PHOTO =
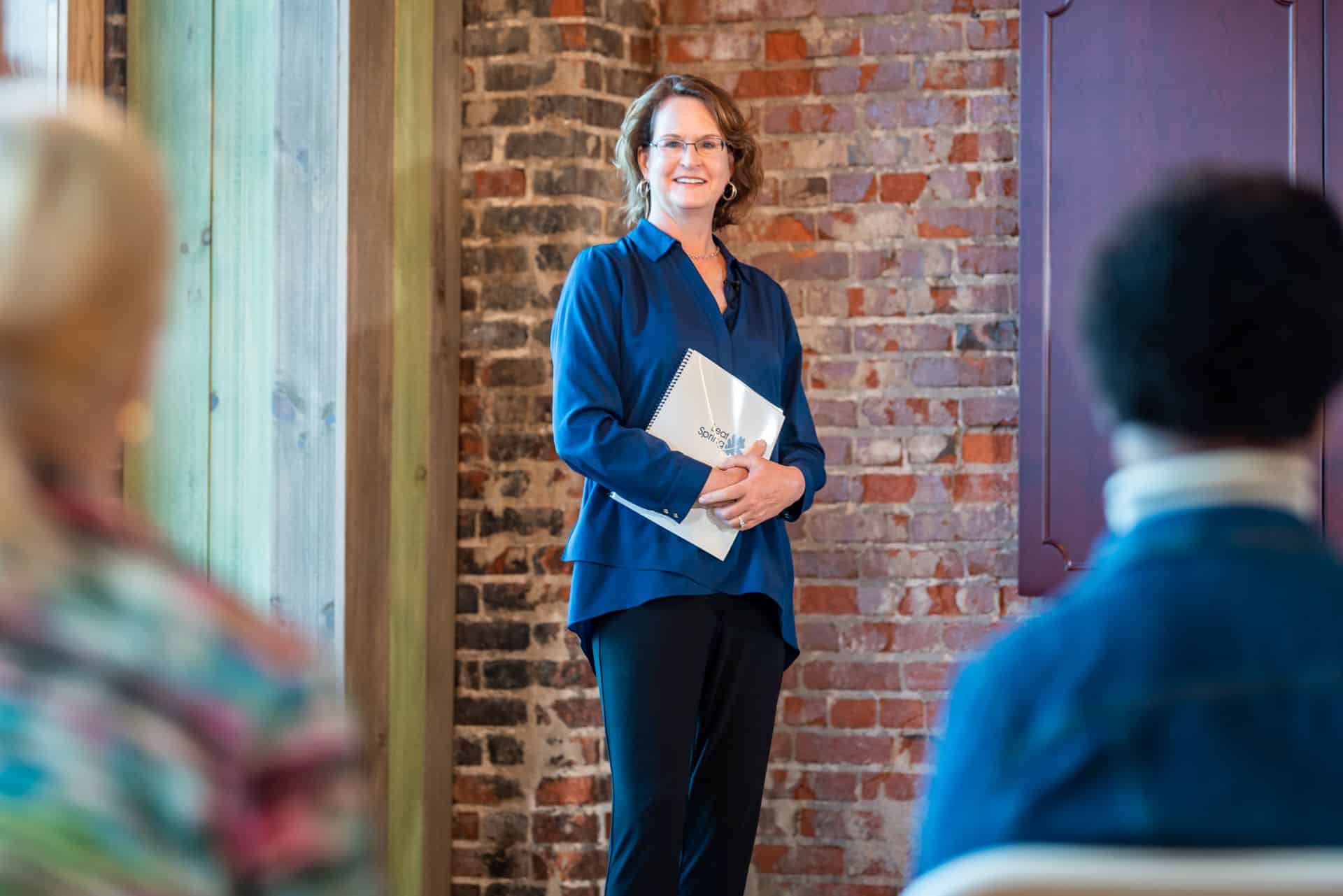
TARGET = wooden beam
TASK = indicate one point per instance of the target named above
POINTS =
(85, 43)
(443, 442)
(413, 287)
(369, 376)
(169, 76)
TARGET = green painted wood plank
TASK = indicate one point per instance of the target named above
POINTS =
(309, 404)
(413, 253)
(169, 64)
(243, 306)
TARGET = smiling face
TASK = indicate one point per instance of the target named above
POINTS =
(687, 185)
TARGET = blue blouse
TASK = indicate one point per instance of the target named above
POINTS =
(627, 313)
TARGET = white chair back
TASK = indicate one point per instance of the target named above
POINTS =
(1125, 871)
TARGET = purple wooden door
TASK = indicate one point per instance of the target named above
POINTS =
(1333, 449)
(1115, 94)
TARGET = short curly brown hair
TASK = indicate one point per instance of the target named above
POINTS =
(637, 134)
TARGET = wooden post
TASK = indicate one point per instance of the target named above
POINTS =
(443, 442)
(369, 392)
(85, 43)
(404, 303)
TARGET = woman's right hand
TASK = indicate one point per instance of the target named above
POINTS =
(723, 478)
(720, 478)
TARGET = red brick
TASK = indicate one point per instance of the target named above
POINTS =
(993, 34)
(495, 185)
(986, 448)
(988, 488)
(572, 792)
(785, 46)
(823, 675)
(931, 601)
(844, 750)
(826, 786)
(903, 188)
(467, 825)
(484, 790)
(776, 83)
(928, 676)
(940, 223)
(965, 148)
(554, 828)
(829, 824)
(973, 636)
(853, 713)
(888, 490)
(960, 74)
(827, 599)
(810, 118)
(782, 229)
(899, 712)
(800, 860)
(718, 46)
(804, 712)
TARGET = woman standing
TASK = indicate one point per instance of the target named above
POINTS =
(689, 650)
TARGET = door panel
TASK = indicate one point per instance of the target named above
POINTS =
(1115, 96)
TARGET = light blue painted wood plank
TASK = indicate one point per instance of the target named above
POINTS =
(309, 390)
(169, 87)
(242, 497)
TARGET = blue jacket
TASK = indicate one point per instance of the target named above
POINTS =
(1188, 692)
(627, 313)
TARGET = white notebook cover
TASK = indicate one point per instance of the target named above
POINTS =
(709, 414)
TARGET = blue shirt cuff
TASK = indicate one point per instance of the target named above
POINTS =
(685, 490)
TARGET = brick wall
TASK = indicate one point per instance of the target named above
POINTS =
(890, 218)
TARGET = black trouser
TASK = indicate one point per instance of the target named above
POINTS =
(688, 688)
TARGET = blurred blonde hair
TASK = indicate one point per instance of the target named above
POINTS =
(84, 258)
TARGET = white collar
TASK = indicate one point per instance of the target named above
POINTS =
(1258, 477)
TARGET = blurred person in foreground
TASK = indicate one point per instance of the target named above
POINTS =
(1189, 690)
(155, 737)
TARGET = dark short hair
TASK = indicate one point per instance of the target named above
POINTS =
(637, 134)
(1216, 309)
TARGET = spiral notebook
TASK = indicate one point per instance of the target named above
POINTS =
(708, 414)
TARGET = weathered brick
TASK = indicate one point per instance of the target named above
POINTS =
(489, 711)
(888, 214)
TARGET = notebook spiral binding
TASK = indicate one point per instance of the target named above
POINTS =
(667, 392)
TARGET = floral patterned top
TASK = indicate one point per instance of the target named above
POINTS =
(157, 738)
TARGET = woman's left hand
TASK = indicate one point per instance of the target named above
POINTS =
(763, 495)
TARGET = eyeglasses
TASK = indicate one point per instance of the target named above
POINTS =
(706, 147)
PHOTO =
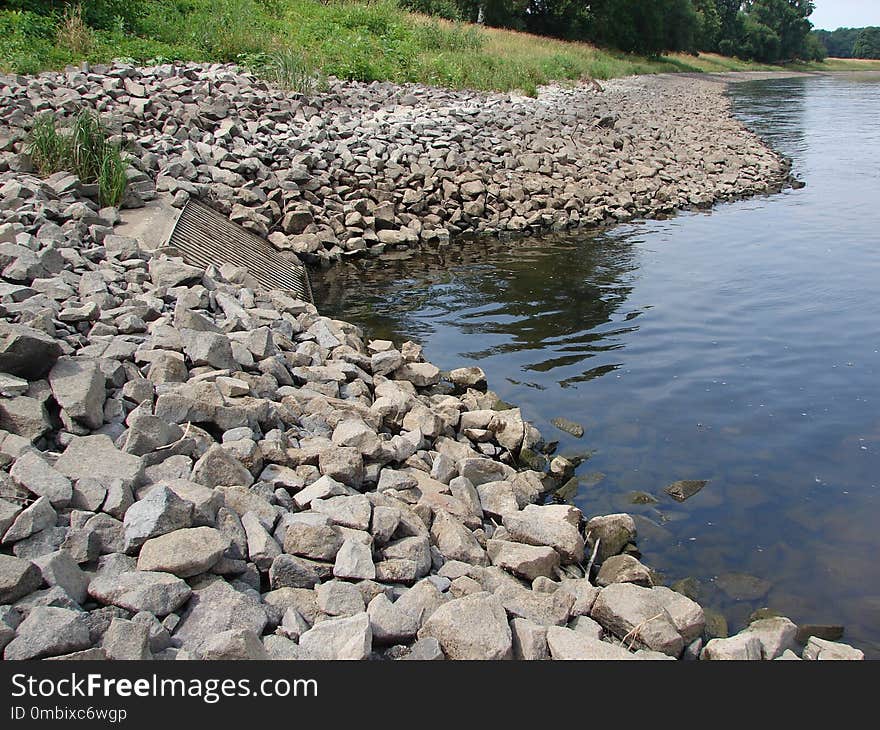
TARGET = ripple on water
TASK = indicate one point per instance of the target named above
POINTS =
# # #
Exercise: Copy each line in the entries above where "blue" turns up.

Exercise result:
TARGET = blue blouse
TARGET = light blue painted wood plank
TARGET = blue jacket
TARGET = blue shirt cuff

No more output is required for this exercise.